PROBLEMS TO SOLVE »
1. In the post on brain science and marketing, retype the passage from "For the better" up to and including "and the brain.".
2. According to the post on brain science and marketing, why is the finding that 95% of mental activity in a decision occurs outside of consciousness notable? Answer in one to three sentences.
3. List every book title mentioned in the post on brain science and marketing.

I read my first book about the brain in 1979: The Brain – The Last Frontier by neurologist Richard Restak. After many years of reading in psychology, Restak’s book changed the direction of my unending curiosity about human behavior that grew out of my desire as a landscape architect early in my adult life to better understand the behavior of end users of my park, playground and community designs.
By 1985, I had become fully immersed in marketing. The foundation of my evolving views on marketing was brain science. Serving the Ageless Market, which I wrote in the late 1980s, was the first business book to discuss connections between marketing and brain science.
For the better part of two decades I was nearly alone in calling for a new vision of marketing that was grounded in brain science because it was radically changing our understanding of free will, consciousness, memory, motivations and indeed, connections between the mind and the brain.
Now, at long last, such a vision is gaining traction. There
is even a new branch of marketing called neuromarketing. Not to be
outdone by marketers, practitioners of the dismal science have spawned a new
branch of economics called neuroeconomics. Then, covering both fields –
and others as well that deal with brain matters – is the new field called neuroethics.
Malcolm Gladwell, author of The Tipping Point has a new book entitled Blink that will surely spur broader interest in the brain among marketers and for that matter, throughout mainstream culture.
Marketing interest in learning more about the brain has also been spurred by Jerry Zaltman’s landmark book, How Customers Think: Essential Insights into the Mind of the Market, which explores in some depth connections between the brain and marketing theory and practice.
Two recent articles have attracted considerable attention among my colleagues. Last week U.S. News and World Report cover story was “Mysteries of the Mind” by Marianne Szegedy-Maszak. The article told about researchers’ findings that 95% of mental activity involved in a decision occurs outside of consciousness. Considering that most marketing concentrates on the conscious mind, that’s a notable finding to say the least.
The other article appeared in the Los Angeles Times, “Searching for the Why of Buy” by Robert Lee Hotz. Ponder this statement Hotz makes when discussing what brain imaging was telling researchers:
“Much of what was traditionally considered the product of logic and deliberation is actually driven by primitive brain systems responsible for emotional responses — automatic processes that evolved to manage conflicts between sex, hunger, thirst and the other elemental appetites of survival.”
New ways of looking at human (consumer) behavior through the lens of brain science are as radical a departure from past beliefs about behavior as was the shift from seeing the earth as flat to seeing it as round some five centuries ago.
Individuals and companies that ignore how brain research is changing our notions about human behavior are in great danger of being vanquished by competitors who have studied matter and learned how to put their new knowledge to work.
David --
What are the best books on brain science today? Thanks.

[Entries from a dataset]
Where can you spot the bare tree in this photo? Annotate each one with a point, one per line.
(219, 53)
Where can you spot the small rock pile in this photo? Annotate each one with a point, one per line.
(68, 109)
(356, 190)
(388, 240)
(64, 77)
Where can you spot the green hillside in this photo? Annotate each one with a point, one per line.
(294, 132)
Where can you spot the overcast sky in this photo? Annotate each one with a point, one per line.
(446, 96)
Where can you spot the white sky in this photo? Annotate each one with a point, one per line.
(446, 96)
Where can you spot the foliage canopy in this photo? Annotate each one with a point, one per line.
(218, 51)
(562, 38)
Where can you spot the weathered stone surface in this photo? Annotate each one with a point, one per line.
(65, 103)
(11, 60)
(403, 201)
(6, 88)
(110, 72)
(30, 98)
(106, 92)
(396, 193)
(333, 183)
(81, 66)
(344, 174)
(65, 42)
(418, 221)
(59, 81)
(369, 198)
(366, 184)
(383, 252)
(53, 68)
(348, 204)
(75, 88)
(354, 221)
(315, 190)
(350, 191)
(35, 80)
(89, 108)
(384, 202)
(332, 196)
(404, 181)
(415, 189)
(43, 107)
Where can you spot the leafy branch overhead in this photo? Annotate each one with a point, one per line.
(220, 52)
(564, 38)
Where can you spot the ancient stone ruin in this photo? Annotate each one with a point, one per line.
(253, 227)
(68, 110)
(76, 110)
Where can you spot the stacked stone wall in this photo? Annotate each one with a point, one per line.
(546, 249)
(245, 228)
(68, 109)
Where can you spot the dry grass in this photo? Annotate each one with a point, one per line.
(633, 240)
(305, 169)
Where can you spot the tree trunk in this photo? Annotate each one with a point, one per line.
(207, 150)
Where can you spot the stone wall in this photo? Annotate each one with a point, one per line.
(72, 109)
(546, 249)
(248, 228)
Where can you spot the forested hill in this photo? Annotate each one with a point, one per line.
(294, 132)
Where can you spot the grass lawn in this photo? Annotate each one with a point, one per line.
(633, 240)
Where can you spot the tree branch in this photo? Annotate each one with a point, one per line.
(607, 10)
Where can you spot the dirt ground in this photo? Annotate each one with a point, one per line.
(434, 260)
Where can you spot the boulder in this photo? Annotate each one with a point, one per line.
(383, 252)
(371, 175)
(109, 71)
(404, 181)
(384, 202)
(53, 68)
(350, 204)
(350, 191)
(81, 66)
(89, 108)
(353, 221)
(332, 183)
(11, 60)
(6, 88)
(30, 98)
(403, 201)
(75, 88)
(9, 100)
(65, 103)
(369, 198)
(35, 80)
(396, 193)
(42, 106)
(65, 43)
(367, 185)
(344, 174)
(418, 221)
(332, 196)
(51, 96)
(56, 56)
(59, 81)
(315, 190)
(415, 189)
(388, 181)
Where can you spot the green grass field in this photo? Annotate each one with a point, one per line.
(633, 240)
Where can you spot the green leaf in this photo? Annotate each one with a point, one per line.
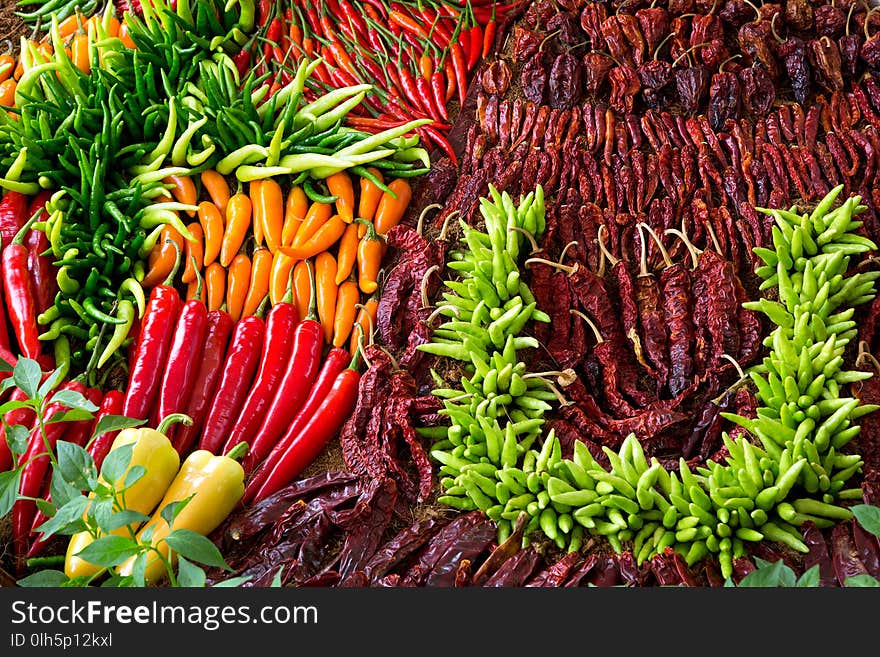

EXERCISE RESPONSES »
1.
For the better part of two decades I was nearly alone in calling for a new vision of marketing that was grounded in brain science because it was radically changing our understanding of free will, consciousness, memory, motivations and indeed, connections between the mind and the brain.

2. The finding is notable because most marketing concentrates on the conscious mind.

3.
The Brain – The Last Frontier
Serving the Ageless Market
The Tipping Point
Blink
How Customers Think: Essential Insights into the Mind of the Market